■ AIM OF THE EXERCISE: Below is the data. Give it again, complete and exact.

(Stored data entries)
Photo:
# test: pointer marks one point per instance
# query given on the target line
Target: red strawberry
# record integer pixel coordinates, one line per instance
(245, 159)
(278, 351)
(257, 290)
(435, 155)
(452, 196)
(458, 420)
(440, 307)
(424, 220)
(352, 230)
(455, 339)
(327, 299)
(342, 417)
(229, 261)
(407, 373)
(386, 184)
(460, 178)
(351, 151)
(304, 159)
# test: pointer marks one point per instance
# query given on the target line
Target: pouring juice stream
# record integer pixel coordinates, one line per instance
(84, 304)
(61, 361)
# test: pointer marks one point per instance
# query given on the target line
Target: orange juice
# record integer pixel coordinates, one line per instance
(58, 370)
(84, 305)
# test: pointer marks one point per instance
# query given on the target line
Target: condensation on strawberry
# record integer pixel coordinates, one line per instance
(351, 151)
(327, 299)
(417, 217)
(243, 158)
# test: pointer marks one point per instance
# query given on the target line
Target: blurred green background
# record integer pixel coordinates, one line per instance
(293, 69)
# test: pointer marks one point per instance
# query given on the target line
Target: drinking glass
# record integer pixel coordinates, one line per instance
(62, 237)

■ WRITTEN ANSWER:
Photo:
# test: pointer marks one point per instance
# query given on the target line
Target: red strawberry
# record integer pixel coordinates, one line per instance
(245, 159)
(278, 351)
(257, 290)
(435, 155)
(452, 196)
(458, 420)
(440, 307)
(424, 220)
(352, 230)
(455, 339)
(327, 299)
(342, 417)
(229, 261)
(407, 373)
(386, 184)
(460, 178)
(351, 151)
(304, 159)
# test: pointer marks one point per instance
# query given on the target line
Target: pouring juice stream
# record integer pixel coordinates, one line per instance
(84, 304)
(61, 361)
# test: pointer marks one point per instance
# query given on the target line
Target: orange juice
# record integer pixel coordinates, one line per instance
(58, 370)
(84, 305)
# test: pointer marks one point per instance
# query given on the target line
Target: condensation on strawberry
# record integer pixel coordinates, one line per instance
(351, 151)
(327, 299)
(417, 217)
(243, 158)
# test: pointer marks one point per instance
# query given on the target line
Target: blurred green background
# record integer pixel coordinates, one line per instance
(293, 69)
# test: pointer marks one point per instance
# query given on the target line
Target: drinking glass
# record integer pixel coordinates, one line per instance
(62, 237)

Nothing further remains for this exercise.